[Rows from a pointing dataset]
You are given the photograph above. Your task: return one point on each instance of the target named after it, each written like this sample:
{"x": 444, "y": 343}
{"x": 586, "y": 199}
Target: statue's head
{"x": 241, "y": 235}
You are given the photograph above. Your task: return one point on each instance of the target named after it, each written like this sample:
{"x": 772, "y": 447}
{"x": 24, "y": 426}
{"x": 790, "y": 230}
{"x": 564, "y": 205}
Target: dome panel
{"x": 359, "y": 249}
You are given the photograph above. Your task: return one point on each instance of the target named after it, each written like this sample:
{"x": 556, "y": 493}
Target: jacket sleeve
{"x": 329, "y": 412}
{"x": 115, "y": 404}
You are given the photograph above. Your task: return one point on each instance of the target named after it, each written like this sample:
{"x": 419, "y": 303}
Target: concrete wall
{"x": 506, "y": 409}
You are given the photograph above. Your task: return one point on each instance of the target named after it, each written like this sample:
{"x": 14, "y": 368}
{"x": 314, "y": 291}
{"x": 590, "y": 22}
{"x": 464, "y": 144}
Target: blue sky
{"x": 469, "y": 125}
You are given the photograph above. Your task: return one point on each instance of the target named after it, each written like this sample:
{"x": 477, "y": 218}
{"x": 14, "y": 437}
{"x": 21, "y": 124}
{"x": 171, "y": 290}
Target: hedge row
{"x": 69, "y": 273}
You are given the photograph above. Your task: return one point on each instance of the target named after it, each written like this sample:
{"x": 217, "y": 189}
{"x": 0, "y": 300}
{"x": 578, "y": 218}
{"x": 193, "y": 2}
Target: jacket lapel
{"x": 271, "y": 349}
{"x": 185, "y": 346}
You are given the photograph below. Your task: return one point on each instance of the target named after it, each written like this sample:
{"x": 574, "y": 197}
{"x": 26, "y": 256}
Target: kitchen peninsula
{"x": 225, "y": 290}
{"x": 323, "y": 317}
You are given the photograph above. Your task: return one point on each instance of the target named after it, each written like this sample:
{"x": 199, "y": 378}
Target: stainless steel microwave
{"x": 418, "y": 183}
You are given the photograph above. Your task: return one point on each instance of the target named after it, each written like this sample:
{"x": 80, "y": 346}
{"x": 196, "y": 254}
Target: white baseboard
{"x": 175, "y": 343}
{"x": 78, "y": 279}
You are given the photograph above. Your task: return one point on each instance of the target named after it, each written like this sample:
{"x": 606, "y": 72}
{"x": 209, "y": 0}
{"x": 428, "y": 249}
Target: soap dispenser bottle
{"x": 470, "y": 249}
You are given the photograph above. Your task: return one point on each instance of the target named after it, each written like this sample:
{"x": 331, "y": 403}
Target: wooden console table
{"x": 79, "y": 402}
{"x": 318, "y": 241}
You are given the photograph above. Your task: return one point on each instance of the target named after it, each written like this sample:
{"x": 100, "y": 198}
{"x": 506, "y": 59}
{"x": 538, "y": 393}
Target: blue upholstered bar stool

▸ WHAT YOU HAVE TO DO
Copy the data above exactly. Every line must be included.

▸ OUTPUT OF THE TASK
You are given the photograph above. Your task: return one point on each instance of the target named after it, each written like this sample:
{"x": 444, "y": 343}
{"x": 586, "y": 199}
Target: statue's head
{"x": 241, "y": 235}
You are given the photograph above. Your task: return one point on each instance of the target named after it, each written like this sample:
{"x": 772, "y": 447}
{"x": 24, "y": 426}
{"x": 790, "y": 230}
{"x": 564, "y": 205}
Target: dome panel
{"x": 359, "y": 249}
You are given the photograph above. Your task: return one point on each instance of the target named after it, each written like this sample:
{"x": 556, "y": 493}
Target: jacket sleeve
{"x": 329, "y": 412}
{"x": 115, "y": 404}
You are given the photograph above. Your task: return one point on each instance of the target named after it, each written like this sample:
{"x": 419, "y": 303}
Target: concrete wall
{"x": 506, "y": 409}
You are given the photograph above. Your task: return one point on each instance of the target named after it, each written like this sample:
{"x": 14, "y": 368}
{"x": 314, "y": 291}
{"x": 590, "y": 22}
{"x": 464, "y": 144}
Target: blue sky
{"x": 469, "y": 125}
You are given the photograph above. Your task: return one point on each instance of the target named after it, each written like this sample:
{"x": 477, "y": 218}
{"x": 14, "y": 437}
{"x": 21, "y": 124}
{"x": 171, "y": 290}
Target: hedge row
{"x": 69, "y": 273}
You are given the photograph above. Your task: return one point on each instance of the target named after it, each written like this sample:
{"x": 217, "y": 189}
{"x": 0, "y": 300}
{"x": 578, "y": 218}
{"x": 193, "y": 2}
Target: jacket lapel
{"x": 271, "y": 349}
{"x": 185, "y": 346}
You are given the photograph below. Your task: return one point on each instance of the target named after it, each written like this sample:
{"x": 574, "y": 197}
{"x": 26, "y": 256}
Target: kitchen peninsula
{"x": 225, "y": 290}
{"x": 323, "y": 317}
You are given the photograph above. Your task: return one point on each instance of the target named after it, each written like this sample:
{"x": 199, "y": 378}
Target: stainless steel microwave
{"x": 418, "y": 183}
You are given the photograph above. Your task: return one point on each instance of the target named after it, each written like this sample:
{"x": 80, "y": 346}
{"x": 196, "y": 254}
Target: white baseboard
{"x": 175, "y": 343}
{"x": 78, "y": 279}
You are given the photograph above. Your task: return one point on each instance of the target named after it, each written like this sample:
{"x": 606, "y": 72}
{"x": 209, "y": 0}
{"x": 428, "y": 249}
Target: soap dispenser bottle
{"x": 470, "y": 249}
You are given the photograph above. Your task: return one point on each instance of the target named after it, each written like this sample:
{"x": 331, "y": 403}
Target: wooden console table
{"x": 79, "y": 402}
{"x": 318, "y": 241}
You are given the photograph above. Your task: return one point on each instance of the target named after it, each written like this sample:
{"x": 100, "y": 198}
{"x": 506, "y": 59}
{"x": 538, "y": 393}
Target: blue upholstered bar stool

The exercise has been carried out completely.